_TASK STATEMENT_.
If a record contains an image, leave the image out and repeat everything else exactly.

_RECORD SET_.
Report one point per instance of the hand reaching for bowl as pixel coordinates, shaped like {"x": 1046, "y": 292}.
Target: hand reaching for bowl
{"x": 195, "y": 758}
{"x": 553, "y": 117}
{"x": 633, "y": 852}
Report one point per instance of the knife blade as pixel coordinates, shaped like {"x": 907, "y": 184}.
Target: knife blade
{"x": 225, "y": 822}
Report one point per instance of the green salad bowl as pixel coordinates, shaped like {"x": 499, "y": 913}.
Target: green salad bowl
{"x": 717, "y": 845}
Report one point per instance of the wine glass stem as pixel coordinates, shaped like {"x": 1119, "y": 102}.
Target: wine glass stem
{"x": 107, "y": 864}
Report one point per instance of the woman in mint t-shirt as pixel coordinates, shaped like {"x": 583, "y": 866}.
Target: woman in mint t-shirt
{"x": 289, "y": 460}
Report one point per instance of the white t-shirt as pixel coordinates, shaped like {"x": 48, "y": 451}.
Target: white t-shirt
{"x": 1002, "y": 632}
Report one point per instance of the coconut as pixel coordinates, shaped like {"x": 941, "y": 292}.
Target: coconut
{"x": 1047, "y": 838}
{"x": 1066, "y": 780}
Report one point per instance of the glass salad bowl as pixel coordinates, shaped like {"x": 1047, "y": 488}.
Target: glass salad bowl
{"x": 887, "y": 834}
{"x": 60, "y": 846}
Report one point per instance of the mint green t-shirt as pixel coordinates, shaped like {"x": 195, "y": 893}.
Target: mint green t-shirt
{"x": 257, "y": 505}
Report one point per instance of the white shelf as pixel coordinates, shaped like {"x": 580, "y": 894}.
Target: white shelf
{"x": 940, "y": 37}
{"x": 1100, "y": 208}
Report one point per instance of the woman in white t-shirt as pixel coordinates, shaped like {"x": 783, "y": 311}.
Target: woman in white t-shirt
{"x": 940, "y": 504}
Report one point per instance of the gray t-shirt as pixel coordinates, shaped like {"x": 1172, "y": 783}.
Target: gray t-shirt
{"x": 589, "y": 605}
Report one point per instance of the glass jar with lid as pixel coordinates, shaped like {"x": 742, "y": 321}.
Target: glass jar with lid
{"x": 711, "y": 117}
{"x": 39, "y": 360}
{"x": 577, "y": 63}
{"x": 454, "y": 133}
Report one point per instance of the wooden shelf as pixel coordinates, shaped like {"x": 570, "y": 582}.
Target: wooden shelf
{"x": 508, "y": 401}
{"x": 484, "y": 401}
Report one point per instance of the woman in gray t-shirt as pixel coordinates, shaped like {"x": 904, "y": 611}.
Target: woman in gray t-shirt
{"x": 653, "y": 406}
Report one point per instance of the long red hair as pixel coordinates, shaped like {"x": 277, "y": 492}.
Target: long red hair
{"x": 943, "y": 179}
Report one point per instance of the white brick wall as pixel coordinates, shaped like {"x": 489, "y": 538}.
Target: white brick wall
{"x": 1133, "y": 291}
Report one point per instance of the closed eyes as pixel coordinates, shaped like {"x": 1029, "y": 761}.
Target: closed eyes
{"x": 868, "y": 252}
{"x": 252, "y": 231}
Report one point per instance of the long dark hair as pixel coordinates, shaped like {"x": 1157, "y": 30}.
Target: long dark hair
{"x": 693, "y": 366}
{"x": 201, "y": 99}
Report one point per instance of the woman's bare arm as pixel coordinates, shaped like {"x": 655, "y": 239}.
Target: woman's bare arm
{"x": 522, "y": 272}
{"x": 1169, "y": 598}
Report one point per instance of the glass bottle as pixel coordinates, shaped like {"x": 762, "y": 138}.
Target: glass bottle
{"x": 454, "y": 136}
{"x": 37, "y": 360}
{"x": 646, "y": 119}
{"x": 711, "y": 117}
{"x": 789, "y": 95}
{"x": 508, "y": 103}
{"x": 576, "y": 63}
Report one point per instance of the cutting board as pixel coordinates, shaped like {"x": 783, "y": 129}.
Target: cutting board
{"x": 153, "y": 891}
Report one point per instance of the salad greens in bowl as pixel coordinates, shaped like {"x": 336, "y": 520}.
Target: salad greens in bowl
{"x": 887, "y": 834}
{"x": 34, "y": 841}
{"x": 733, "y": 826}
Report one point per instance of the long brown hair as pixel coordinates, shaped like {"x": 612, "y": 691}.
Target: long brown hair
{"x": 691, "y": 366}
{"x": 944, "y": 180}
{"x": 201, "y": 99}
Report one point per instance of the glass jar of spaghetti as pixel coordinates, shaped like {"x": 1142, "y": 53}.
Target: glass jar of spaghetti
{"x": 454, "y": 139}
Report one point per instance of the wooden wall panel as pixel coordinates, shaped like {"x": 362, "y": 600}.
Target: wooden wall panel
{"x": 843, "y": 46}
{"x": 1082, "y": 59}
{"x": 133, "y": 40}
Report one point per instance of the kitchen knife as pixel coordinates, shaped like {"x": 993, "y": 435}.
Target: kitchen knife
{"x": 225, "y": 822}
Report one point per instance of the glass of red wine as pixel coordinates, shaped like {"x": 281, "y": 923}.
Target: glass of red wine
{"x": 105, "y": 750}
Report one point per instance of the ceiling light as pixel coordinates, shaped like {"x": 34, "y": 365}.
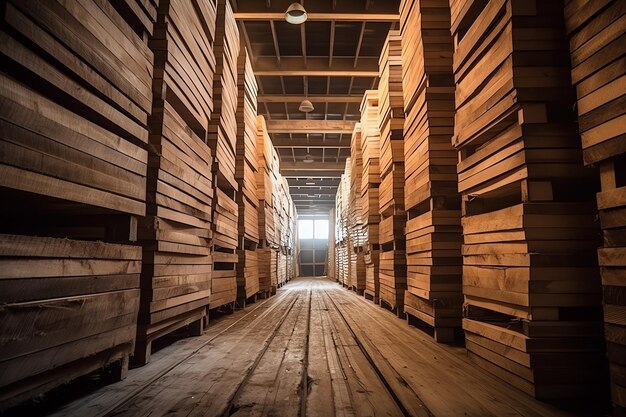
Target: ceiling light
{"x": 306, "y": 106}
{"x": 295, "y": 14}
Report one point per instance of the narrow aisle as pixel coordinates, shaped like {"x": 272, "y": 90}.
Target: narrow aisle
{"x": 317, "y": 350}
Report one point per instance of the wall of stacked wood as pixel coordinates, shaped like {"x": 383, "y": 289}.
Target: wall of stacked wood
{"x": 73, "y": 163}
{"x": 368, "y": 188}
{"x": 433, "y": 231}
{"x": 277, "y": 217}
{"x": 391, "y": 190}
{"x": 532, "y": 311}
{"x": 176, "y": 272}
{"x": 342, "y": 236}
{"x": 356, "y": 232}
{"x": 597, "y": 48}
{"x": 246, "y": 170}
{"x": 222, "y": 139}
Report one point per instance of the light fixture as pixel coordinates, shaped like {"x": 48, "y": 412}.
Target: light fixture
{"x": 296, "y": 14}
{"x": 306, "y": 106}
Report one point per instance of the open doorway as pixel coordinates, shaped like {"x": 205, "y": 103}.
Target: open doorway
{"x": 313, "y": 233}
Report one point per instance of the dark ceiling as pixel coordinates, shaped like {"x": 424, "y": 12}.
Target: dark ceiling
{"x": 331, "y": 59}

_EXERCISE SOLUTION_.
Report one point per instance of the hand reaching for bowl as pixel coordinates, shaped like {"x": 1046, "y": 292}.
Target: hand reaching for bowl
{"x": 195, "y": 758}
{"x": 553, "y": 117}
{"x": 633, "y": 852}
Report one point per instance of the knife blade as pixel coordinates, shaped like {"x": 907, "y": 184}.
Target: knife blade
{"x": 225, "y": 822}
Report one point per instance of the green salad bowl as pixel coordinates, shaped like {"x": 499, "y": 913}.
Target: green salad bowl
{"x": 717, "y": 845}
Report one point per instance of the wine glass stem as pixel coordinates, shaped like {"x": 1119, "y": 102}.
Target: wine glass stem
{"x": 107, "y": 864}
Report one point per instance of the woman in mint t-shirt as pixel coordinates, shaped like {"x": 583, "y": 866}.
Target: woman in mint t-shirt
{"x": 289, "y": 460}
Report one point per instance of the white t-shirt as pixel coordinates, shaped like {"x": 48, "y": 451}.
Target: white t-shirt
{"x": 1002, "y": 632}
Report one point per instance of the coconut as pixel coordinates, shaped like {"x": 941, "y": 292}.
Target: coconut
{"x": 1047, "y": 838}
{"x": 1066, "y": 780}
Report one point per instance of the glass salad bowl as pixel coordinates, shaped like {"x": 1047, "y": 488}.
Target: glass salad bowl
{"x": 887, "y": 834}
{"x": 60, "y": 846}
Report one point per instance of the mint green t-shirt as pixel coordinates, shaped like {"x": 195, "y": 893}.
Target: mint green t-shirt
{"x": 257, "y": 505}
Report one point per instance of the white shelf as pixel coordinates, shaped like {"x": 580, "y": 894}.
Target: white shelf
{"x": 940, "y": 37}
{"x": 1100, "y": 208}
Report one point per instance of the woman in white t-shirt as pixel coordinates, shaped like {"x": 783, "y": 311}.
Target: woman in white t-shirt
{"x": 940, "y": 504}
Report one point per instance of the gray t-shirt as pixel coordinates, shaped like {"x": 1172, "y": 783}.
Target: gray t-shirt
{"x": 589, "y": 605}
Report one point per instance of the glass jar with lid as pixel coordinates, shaped like {"x": 742, "y": 321}.
Target: glass jar with lid
{"x": 711, "y": 117}
{"x": 39, "y": 360}
{"x": 577, "y": 63}
{"x": 454, "y": 133}
Report one point per instance of the wooden shelf as pixel coordinates, shaped like {"x": 570, "y": 582}.
Target: wooden shelf
{"x": 508, "y": 401}
{"x": 484, "y": 401}
Report one point per instance of the woman in gray t-shirt as pixel coordinates, shaped like {"x": 904, "y": 611}.
Target: woman in gray t-shirt
{"x": 653, "y": 406}
Report one point per instance of the long red hair as pixel coordinates, shaped like {"x": 277, "y": 492}.
Target: long red hair
{"x": 943, "y": 179}
Report one point per instance of the white brick wall as pixel coordinates, shaped like {"x": 489, "y": 538}.
Target: white brick wall
{"x": 1133, "y": 291}
Report one point per instance of the closed eyes as pixel coordinates, shaped like {"x": 1029, "y": 761}.
Target: closed eyes
{"x": 868, "y": 252}
{"x": 252, "y": 231}
Report one point per instance of the long dark hair as pixel coordinates, shaped like {"x": 1157, "y": 30}.
Target: long dark hair
{"x": 693, "y": 366}
{"x": 201, "y": 99}
Report one point per instance of the woman's bare arm as pixel coordinates, shaped like {"x": 655, "y": 239}.
Target: woman's bare arm
{"x": 522, "y": 272}
{"x": 1169, "y": 598}
Report one point per instance of the glass bottle as pixel coordinates, shaped like {"x": 762, "y": 138}.
Target: glass bottle
{"x": 454, "y": 136}
{"x": 37, "y": 360}
{"x": 646, "y": 119}
{"x": 711, "y": 117}
{"x": 789, "y": 95}
{"x": 508, "y": 103}
{"x": 576, "y": 63}
Report one point per instance of the cutting board as pixel coordinates, shaped like {"x": 783, "y": 129}.
Target: cutting board
{"x": 153, "y": 891}
Report one point per instance of the salad greens in bowl as pixel coordinates, shaped like {"x": 336, "y": 520}.
Target: salad greens in bowl
{"x": 887, "y": 834}
{"x": 34, "y": 841}
{"x": 733, "y": 826}
Report one point per instance of the long brown hair as pixel coordinates, shaped like {"x": 612, "y": 691}.
Target: long brown hair
{"x": 691, "y": 366}
{"x": 944, "y": 180}
{"x": 201, "y": 99}
Report one point per instance of the glass jar of spaghetti as pixel coordinates, shaped like {"x": 1142, "y": 53}.
Target: glass jar of spaghetti
{"x": 454, "y": 139}
Report one point per instance of the wooden wall panel as pixel coordinates, shaped like {"x": 362, "y": 600}.
Target: wooden wall panel
{"x": 843, "y": 46}
{"x": 1082, "y": 59}
{"x": 133, "y": 40}
Report one point per instance of the kitchen knife as pixel coordinates, shaped like {"x": 993, "y": 435}.
Target: kitchen knife
{"x": 225, "y": 822}
Report one point per instance of the glass of red wine as pixel coordinates, shaped like {"x": 281, "y": 923}.
Target: glass of red wine
{"x": 105, "y": 750}
Report one point per instance of the ceiling light as pixel coordinates, shaped like {"x": 34, "y": 365}.
Target: ceiling light
{"x": 306, "y": 106}
{"x": 295, "y": 14}
Report one point per instance of the narrow aisle as pixel coordinates, shaped like {"x": 272, "y": 90}.
Target: narrow aisle
{"x": 317, "y": 350}
Report one point per instance of the wall of stacked wood as pixel coordinates, shaped like {"x": 383, "y": 289}.
Target: wall of stacked wood
{"x": 73, "y": 163}
{"x": 368, "y": 188}
{"x": 433, "y": 231}
{"x": 277, "y": 217}
{"x": 391, "y": 190}
{"x": 532, "y": 311}
{"x": 176, "y": 272}
{"x": 342, "y": 236}
{"x": 356, "y": 232}
{"x": 597, "y": 48}
{"x": 246, "y": 170}
{"x": 222, "y": 139}
Report one point per instance of the light fixture as pixel coordinates, shaped like {"x": 48, "y": 412}.
Target: light fixture
{"x": 296, "y": 14}
{"x": 306, "y": 106}
Report one point per instance of the open doorway as pixel coordinates, shaped like {"x": 205, "y": 103}.
Target: open doorway
{"x": 313, "y": 233}
Report one point per instance of the dark ceiling as pixel coordinates, shaped like {"x": 424, "y": 12}.
Target: dark ceiling
{"x": 331, "y": 59}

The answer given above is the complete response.